Too much of a coincidence. We really are simple creatures, aren't we?

Tuesday, March 9, 2010

The power of forgiveness

A weird thing happened today . . . not that anyone cares but I feel the need to get it out because I have been thinking about it all afternoon.

It requires a back story....

A few years ago, not long after my daughter's father and I split up, I went out to have a few drinks with some friends. That night I ran into a girl who had been a good friend of mine in high school. I had not seen her in years and was so excited to see her! I started talking to her, and instead of being happy to see me as well, she was very cold and irritated. She informed me that back in the day I had broken a huge promise that I had made her and basically ruined her life.

I don't think I have ever been so shocked in my life. I had no idea what she was talking about. I tried to talk to her, but she and a friend sitting next to her got more and more agitated until I thought they were gonna try to fight me or something.

I hate hate hate confrontation, and this is not high school... so I gave it up and walked away.

I am sure I worry way too much, and that night was no exception. I sat on the side walk and just cried and racked my brain trying to figure out what I had done wrong (next to me was a friend who has since said something to me that I have not been able to forgive, ironically). I could not imagine myself doing something so hurtful to a good friend. And she was a good friend, I drove her home from school everyday, we had known each other since we were little kids. I would never, ever hurt her like that. That is not me. There just had to be some misunderstanding. If I did do the terrible thing she had said I did, I do not remember it, and if I did, I would certainly offer her a thousand apologies and wonder what the hell was wrong with me.

High school kids do stupid things. Apologies to any high school family and friends reading this. Maybe I should re-phrase. I did stupid things when I was in high school. We all say things we don't mean and do things with out thinking of the consequences. I am not one of those people who will claim to have never done anything wrong or said something that has hurt someone's feelings. The point is, if I did do something like that I would admit to it now because I know better.

★ ★ ★ ★ ★ ★ ★

*Required actions*:
1 – Print the part of the post on forgiveness starting with "A few years" and going on through "ruined her life.".
2 – In the post on forgiveness, what did the old high school friend claim the writer had done?
The rows that come next have no connection to the post on forgiveness.

*Given information*:
★ ★ ★ ★ ★ ★ ★

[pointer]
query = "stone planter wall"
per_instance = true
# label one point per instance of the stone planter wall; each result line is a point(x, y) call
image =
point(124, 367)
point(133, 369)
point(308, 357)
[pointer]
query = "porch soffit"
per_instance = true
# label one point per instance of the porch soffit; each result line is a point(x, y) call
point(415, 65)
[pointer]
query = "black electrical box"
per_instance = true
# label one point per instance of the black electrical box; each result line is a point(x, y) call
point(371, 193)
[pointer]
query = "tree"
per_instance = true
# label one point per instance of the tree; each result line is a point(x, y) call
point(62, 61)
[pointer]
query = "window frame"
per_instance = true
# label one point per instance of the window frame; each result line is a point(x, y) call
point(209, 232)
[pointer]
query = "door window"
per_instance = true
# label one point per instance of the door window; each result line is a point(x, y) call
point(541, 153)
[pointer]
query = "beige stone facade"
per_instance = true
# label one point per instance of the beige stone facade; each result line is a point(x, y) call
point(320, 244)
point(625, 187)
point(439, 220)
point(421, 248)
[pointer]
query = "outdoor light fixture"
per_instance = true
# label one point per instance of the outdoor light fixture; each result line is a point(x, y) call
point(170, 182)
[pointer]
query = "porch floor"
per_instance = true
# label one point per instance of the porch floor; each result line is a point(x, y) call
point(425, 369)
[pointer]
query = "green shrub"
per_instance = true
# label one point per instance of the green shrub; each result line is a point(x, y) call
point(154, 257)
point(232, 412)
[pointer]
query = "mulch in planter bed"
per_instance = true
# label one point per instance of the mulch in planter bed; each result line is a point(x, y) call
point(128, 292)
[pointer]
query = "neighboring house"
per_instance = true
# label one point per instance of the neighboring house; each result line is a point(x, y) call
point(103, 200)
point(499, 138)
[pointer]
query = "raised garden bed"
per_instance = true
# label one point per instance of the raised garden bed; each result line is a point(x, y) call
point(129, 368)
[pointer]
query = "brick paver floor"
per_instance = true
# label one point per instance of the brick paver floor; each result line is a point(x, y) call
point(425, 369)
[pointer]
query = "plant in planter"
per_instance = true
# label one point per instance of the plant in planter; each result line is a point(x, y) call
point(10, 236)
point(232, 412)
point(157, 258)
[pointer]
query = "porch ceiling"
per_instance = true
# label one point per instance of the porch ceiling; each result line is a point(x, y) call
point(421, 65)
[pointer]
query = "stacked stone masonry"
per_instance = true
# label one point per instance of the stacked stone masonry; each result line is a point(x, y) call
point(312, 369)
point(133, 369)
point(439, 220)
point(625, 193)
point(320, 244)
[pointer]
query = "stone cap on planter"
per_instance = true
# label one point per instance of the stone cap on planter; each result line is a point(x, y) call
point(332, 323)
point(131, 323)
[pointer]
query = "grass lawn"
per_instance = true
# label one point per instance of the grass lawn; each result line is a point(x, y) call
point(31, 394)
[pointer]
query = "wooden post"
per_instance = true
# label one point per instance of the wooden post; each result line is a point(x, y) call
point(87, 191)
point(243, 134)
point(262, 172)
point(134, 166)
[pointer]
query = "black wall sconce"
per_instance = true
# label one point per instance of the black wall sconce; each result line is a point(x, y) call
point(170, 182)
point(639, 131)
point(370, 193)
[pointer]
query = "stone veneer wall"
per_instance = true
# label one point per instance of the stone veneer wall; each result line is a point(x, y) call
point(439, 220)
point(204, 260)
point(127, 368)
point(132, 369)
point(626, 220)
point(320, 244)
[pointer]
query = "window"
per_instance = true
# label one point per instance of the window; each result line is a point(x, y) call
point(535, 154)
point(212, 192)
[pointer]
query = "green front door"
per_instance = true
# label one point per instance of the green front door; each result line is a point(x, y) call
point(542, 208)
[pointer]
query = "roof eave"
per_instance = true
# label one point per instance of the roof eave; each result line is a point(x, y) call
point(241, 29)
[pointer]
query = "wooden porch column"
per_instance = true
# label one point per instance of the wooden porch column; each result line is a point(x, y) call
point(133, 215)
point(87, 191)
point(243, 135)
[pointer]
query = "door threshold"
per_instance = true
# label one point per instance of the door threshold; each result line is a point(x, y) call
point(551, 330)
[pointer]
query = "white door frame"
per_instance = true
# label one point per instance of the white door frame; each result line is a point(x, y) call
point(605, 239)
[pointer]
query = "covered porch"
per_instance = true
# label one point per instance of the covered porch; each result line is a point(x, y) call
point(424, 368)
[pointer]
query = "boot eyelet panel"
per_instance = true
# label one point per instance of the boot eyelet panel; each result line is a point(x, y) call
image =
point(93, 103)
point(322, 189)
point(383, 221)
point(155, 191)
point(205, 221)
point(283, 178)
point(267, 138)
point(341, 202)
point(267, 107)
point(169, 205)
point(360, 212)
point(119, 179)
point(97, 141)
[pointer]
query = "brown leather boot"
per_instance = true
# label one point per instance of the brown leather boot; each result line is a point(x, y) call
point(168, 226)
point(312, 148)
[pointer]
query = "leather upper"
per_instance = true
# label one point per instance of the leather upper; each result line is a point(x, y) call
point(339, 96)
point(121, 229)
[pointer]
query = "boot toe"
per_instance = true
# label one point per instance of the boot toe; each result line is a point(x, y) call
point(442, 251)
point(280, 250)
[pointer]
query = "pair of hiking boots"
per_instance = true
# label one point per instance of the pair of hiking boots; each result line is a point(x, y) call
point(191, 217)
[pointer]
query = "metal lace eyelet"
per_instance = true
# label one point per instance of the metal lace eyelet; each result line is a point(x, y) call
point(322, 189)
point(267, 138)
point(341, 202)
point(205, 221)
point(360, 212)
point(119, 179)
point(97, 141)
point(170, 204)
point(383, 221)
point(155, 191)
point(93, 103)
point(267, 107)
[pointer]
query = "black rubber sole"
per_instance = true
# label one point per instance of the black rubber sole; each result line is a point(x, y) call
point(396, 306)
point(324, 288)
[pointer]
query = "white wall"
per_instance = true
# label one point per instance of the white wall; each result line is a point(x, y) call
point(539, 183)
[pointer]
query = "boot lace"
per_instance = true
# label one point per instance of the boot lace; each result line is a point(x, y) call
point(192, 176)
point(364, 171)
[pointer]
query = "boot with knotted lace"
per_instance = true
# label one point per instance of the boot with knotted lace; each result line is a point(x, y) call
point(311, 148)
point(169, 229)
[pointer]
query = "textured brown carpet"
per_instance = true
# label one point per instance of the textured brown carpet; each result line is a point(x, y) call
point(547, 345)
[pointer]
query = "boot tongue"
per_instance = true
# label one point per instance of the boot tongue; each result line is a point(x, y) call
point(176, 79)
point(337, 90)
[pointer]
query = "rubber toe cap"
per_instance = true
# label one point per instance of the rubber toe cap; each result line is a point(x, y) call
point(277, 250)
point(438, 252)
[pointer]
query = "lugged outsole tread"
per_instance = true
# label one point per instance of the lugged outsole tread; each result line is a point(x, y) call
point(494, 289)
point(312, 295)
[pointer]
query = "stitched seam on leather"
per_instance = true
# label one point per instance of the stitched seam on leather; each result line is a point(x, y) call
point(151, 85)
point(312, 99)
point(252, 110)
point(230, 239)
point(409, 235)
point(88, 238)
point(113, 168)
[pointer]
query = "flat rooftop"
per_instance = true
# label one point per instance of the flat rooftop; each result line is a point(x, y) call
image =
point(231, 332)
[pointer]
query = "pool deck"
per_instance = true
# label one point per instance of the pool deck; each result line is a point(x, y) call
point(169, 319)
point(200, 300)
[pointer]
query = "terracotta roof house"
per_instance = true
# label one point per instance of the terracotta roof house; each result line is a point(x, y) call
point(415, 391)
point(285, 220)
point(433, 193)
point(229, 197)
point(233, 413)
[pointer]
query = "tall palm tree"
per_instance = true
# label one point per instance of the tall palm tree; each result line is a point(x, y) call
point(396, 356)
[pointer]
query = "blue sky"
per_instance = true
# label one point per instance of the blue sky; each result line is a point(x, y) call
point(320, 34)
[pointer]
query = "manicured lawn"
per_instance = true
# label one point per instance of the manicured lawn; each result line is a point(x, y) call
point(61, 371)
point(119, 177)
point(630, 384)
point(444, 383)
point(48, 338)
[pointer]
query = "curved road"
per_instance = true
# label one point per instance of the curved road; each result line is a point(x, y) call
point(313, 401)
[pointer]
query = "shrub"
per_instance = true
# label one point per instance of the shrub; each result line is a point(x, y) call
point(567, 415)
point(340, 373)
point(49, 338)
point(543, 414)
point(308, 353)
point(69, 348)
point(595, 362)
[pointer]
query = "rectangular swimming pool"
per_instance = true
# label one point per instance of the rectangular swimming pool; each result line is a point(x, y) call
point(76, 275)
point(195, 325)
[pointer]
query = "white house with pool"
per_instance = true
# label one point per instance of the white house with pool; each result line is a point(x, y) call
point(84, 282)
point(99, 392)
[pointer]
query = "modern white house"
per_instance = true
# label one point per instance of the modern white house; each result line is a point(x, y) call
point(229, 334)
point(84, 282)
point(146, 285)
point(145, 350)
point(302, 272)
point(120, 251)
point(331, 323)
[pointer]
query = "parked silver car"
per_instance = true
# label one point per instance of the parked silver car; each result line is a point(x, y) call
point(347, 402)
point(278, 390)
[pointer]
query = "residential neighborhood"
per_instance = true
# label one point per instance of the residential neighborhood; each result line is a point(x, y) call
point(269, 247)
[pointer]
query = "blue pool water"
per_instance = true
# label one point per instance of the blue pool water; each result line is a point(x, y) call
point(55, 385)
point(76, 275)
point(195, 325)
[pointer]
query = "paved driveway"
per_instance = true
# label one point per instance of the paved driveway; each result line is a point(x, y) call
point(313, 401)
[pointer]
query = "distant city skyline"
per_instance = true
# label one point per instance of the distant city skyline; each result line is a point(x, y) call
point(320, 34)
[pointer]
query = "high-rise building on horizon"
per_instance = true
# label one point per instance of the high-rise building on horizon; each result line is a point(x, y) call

★ ★ ★ ★ ★ ★ ★

*Answers to the problems*:
1 –
A few years ago, not long after my daughter's father and I split up, I went out to have a few drinks with some friends. That night I ran into a girl who had been a good friend of mine in high school. I had not seen her in years and was so excited to see her! I started talking to her, and instead of being happy to see me as well, she was very cold and irritated. She informed me that back in the day I had broken a huge promise that I had made her and basically ruined her life.

2 – She claimed the writer had broken a huge promise made to her and basically ruined her life.